ACTIVITY: Retrieve each line that contains the word "frame" from the entries below.

GIVEN DATA:
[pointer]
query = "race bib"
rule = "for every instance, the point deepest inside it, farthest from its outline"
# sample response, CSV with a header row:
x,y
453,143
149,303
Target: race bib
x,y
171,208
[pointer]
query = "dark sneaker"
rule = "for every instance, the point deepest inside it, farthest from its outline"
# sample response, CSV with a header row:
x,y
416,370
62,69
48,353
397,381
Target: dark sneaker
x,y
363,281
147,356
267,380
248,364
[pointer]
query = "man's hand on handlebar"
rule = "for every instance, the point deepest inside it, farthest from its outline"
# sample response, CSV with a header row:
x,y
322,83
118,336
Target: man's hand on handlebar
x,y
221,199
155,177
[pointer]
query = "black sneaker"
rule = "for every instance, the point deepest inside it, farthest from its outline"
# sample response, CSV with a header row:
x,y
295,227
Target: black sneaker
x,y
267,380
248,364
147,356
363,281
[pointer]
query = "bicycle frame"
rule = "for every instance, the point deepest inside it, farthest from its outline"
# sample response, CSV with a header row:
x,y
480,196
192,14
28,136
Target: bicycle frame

ANSWER BELOW:
query = "bicycle frame"
Target: bicycle frame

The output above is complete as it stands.